■ Textauszug ■
Worin liegt nun Haydns Reaktion auf die ihm gewidmeten Quartette Mozarts? Zunächst ist es vor allem die Harmonik, die reicher und kühner wird. Gewisse Modulationen lassen bereits Schubert vorausahnen. Im Melodischen fällt die verstärkte Chromatik auf. Dazu kommen die Intensivierung des Ausdrucks und eine neue Klanglichkeit, die Ausgewogenheit der vier Stimmen und eine Aufwertung der Finali. Aber ebensowenig wie Mozart Haydns op. 33 imitiert hatte, ahmt nun Haydn Mozart nach. Das op. 50 bleibt Haydn durch und durch. Gerade in der relativ konsequenten Monothematik, gut erkennbar im Kopfsatz des 1. Quartetts, geht Haydn eigene Wege. Wohl selten in der Musikgeschichte ist auf so hohem Niveau ein gegenseitiges Geben und Nehmen bei so viel Eigenständigkeit zu beobachten wie bei diesen Quartetten.

Nicht lange nach den sechs Quartetten op. 50 von 1787 liess Haydn diesen eine neue Sechsergruppe folgen; sie wurde allerdings auf zwei Opusnummern aufgeteilt (opp. 54 und 55). Das C-dur Quartett op. 54/2 fällt durch mehrere Eigenheiten und besondere Qualitäten, insbesondere durch den originellen Schlusssatz auf. Welcher Komponist ausser Haydn hätte es damals gewagt, ein Quartett mit einem Adagio zu beenden? Nicht nur dies verleiht dem Werk besondere Bedeutung. Die mit der Bestimmung für den Geiger Johann Tost erklärbare Virtuosität der ersten Violine verbindet sich mit Beschwingtheit, Melodienreichtum, erlesener Feinheit der satztechnischen Arbeit und mit formaler Originalität. Kühne Akzente bestimmen den ersten Satz, der zudem durch neuartige harmonische Gestaltung überrascht. Schon das Hauptthema, welches in der Regel sein C-dur bekräftigen sollte, wechselt gleich nach G-dur, As-dur und a-moll. Das c-moll-Adagio in seiner improvisatorischen Form wird von geradezu meditativem Fortspinnen des musikalischen Gedankens in der ersten Violine bestimmt. Wie in op. 20/2 schliesst das Menuett eher ungewohnt attacca an. Das Trio, wiederum in c-moll, überrascht: Nicht pastorale Heiterkeit oder ein ländlicher Tanz, sondern beklemmende, geradezu schmerzerfüllte Klagen werden laut. Und dann folgt das einmalige Finale. Wer es nicht kennt, glaubt zunächst, eine langsame Einleitung zu hören. Doch dann beginnt die erste Violine ausgiebig eines der schönsten langsamen Themen Haydns zu singen und zu umspielen. Ist das nun der Hauptteil des Satzes? Doch Haydn wäre nicht Haydn, würde er uns nicht weiterhin überraschen. So folgt dann doch noch mit einem federnd leichten Presto der erwartete Finalkehraus – aber auch da täuscht man sich: Der Spass dauert keine Minute, dann kehrt der Gesang des Adagio zurück und lässt das originelle Werk leise ausklingen.

■ Bereitgestelltes Material ■
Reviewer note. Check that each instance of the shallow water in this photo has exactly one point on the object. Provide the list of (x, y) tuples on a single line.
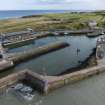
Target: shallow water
[(87, 92), (58, 61)]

■ Anforderungen ■
(A) Gib die Stelle aus dem Textauszug über Haydns Quartette von „Worin liegt nun“ bis „bei diesen Quartetten.“ wörtlich wieder.
(B) Welche Tonarten nennt der Textauszug über Haydns Quartette, in die das Hauptthema des ersten Satzes von op. 54/2 gleich wechselt? Zähle alle auf.

■ Lösungen zur Übung ■
(A)
Worin liegt nun Haydns Reaktion auf die ihm gewidmeten Quartette Mozarts? Zunächst ist es vor allem die Harmonik, die reicher und kühner wird. Gewisse Modulationen lassen bereits Schubert vorausahnen. Im Melodischen fällt die verstärkte Chromatik auf. Dazu kommen die Intensivierung des Ausdrucks und eine neue Klanglichkeit, die Ausgewogenheit der vier Stimmen und eine Aufwertung der Finali. Aber ebensowenig wie Mozart Haydns op. 33 imitiert hatte, ahmt nun Haydn Mozart nach. Das op. 50 bleibt Haydn durch und durch. Gerade in der relativ konsequenten Monothematik, gut erkennbar im Kopfsatz des 1. Quartetts, geht Haydn eigene Wege. Wohl selten in der Musikgeschichte ist auf so hohem Niveau ein gegenseitiges Geben und Nehmen bei so viel Eigenständigkeit zu beobachten wie bei diesen Quartetten.

(B) Das Hauptthema wechselt nach G-dur, As-dur und a-moll.